--- DATA TO EXAMINE ---
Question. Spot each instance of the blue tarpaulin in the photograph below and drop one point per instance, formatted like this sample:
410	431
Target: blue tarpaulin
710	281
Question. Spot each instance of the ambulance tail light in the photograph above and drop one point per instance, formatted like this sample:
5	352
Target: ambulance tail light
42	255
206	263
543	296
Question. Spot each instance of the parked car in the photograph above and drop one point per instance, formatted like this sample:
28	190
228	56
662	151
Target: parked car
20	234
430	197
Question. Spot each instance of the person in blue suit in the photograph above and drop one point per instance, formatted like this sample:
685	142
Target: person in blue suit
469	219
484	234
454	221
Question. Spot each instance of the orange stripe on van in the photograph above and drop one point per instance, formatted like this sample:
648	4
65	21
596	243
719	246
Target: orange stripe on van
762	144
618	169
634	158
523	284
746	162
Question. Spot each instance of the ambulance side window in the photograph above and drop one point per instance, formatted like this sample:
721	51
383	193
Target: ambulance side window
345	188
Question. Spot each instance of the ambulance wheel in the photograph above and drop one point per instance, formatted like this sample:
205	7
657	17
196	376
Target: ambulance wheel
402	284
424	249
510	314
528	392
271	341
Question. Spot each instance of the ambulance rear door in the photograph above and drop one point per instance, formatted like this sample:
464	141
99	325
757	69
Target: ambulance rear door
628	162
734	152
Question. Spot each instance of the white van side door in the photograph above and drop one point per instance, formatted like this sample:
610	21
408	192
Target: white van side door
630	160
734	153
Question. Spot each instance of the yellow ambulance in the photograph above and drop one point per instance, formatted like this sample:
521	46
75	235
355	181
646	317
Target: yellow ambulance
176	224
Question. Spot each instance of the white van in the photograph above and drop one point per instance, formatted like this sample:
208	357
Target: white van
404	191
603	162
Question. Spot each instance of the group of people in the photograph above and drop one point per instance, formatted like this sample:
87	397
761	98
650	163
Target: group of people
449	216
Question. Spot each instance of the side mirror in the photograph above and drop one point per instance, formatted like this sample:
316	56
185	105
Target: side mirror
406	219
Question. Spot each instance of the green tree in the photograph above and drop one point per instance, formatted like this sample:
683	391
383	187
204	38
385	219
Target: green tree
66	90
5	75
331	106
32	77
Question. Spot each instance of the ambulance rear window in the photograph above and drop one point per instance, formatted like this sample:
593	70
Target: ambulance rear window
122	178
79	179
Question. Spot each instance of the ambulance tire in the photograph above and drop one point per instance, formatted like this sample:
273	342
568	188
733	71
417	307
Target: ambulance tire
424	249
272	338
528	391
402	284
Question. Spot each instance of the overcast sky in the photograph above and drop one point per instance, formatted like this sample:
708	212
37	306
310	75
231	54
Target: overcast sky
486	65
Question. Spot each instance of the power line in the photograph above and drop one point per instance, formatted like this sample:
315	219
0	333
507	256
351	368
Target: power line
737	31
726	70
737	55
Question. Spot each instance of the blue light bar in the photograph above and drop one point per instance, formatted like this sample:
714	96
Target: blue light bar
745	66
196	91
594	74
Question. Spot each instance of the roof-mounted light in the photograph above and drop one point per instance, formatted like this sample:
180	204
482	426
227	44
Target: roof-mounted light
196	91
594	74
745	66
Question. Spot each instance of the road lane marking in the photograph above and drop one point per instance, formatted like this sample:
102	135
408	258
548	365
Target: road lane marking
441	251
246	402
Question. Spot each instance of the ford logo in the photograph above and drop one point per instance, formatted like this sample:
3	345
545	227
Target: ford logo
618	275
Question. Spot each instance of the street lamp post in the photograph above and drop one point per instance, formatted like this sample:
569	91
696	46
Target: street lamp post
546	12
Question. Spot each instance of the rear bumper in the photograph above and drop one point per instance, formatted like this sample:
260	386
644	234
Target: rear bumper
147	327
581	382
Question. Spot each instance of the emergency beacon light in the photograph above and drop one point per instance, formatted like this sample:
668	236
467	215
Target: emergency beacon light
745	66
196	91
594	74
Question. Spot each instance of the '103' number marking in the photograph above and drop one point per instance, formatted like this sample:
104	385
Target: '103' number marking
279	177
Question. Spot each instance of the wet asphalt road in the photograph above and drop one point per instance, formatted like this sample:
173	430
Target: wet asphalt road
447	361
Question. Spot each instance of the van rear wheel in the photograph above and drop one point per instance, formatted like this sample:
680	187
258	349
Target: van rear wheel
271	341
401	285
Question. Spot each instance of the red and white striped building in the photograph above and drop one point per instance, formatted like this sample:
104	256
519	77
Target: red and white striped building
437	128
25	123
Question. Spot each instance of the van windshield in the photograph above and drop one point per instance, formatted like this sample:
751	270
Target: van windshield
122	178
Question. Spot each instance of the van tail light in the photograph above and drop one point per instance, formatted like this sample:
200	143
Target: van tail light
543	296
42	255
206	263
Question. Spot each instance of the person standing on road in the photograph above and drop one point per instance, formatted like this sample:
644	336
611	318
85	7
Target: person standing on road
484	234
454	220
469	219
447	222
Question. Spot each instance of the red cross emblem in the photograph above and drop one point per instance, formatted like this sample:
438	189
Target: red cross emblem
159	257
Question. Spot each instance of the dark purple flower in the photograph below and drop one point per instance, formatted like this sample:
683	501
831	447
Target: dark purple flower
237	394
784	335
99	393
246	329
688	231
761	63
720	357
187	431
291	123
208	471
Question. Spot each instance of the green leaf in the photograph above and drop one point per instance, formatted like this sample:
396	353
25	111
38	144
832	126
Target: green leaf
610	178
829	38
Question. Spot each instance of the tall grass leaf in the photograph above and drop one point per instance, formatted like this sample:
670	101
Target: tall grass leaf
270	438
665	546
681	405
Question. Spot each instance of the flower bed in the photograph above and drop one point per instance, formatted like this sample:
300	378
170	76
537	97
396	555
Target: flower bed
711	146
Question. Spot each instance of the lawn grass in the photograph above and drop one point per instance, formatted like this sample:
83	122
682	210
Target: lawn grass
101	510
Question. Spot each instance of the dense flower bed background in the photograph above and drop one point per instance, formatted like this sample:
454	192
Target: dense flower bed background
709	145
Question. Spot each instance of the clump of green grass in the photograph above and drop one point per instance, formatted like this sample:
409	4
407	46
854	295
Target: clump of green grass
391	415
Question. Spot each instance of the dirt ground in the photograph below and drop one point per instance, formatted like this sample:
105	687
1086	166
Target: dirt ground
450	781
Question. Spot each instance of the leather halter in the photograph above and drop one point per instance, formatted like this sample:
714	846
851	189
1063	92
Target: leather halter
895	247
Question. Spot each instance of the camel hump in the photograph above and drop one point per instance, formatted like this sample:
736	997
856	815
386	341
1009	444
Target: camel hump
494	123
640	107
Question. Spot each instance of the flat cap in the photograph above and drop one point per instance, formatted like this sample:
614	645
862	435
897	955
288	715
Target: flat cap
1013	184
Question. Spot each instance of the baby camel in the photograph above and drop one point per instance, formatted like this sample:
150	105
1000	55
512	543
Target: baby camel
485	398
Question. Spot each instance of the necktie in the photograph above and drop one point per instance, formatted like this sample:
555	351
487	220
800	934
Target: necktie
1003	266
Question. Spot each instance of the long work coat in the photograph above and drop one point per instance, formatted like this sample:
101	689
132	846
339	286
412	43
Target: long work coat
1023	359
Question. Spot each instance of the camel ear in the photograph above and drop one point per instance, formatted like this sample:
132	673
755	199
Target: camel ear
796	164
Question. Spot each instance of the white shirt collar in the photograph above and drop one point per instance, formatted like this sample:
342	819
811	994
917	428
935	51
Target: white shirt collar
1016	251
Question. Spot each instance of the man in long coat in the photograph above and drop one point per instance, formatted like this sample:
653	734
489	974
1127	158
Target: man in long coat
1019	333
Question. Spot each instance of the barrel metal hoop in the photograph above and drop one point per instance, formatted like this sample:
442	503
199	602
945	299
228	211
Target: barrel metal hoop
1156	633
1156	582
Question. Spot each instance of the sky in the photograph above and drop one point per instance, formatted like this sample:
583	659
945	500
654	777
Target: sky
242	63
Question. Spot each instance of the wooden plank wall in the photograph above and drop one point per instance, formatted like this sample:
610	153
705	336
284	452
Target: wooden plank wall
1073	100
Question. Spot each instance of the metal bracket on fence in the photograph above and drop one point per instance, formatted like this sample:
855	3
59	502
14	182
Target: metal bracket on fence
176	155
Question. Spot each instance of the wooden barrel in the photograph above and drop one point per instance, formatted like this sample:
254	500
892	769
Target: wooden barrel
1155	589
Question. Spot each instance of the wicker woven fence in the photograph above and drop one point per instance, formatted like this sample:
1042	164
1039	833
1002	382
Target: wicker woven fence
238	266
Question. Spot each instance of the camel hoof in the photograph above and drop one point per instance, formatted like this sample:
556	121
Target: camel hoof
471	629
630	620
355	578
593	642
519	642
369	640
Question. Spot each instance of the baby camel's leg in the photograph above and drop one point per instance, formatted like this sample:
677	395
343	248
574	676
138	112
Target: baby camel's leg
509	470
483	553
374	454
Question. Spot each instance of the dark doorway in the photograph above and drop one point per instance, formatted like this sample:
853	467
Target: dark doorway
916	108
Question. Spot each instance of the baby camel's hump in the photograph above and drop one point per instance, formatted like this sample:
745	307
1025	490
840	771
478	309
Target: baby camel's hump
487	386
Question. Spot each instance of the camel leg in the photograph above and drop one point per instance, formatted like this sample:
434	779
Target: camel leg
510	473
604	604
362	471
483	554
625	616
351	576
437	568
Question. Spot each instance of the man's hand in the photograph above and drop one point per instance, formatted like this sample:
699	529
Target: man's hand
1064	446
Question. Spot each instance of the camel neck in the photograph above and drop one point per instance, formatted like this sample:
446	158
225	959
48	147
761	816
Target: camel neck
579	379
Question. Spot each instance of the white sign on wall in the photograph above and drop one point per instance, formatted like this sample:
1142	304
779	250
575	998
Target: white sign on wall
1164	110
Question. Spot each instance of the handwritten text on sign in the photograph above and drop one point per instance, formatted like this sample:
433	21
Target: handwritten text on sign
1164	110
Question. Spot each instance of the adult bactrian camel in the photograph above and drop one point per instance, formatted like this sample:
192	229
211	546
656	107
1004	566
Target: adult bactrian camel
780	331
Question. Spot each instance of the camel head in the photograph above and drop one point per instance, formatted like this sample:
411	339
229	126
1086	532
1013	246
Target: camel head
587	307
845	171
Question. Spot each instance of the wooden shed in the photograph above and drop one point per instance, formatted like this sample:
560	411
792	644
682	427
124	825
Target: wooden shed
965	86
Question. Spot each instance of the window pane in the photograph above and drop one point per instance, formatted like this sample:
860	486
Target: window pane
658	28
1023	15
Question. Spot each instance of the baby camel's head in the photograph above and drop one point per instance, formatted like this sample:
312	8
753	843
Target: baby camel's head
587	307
---
- ABOUT THIS TASK:
Search the data for the string "below" and copy each line where it appears.

- REPLY:
Question. Spot each instance of the blue tarpaulin in the photograph below and drop one point per instance, formatted like this sample:
Question. Spot each instance of the dark purple flower in the photograph below and drop one point per instance, formatted like this sample:
Question. Spot each instance of the dirt ground in the photograph below and drop one point per instance, formatted like this sample:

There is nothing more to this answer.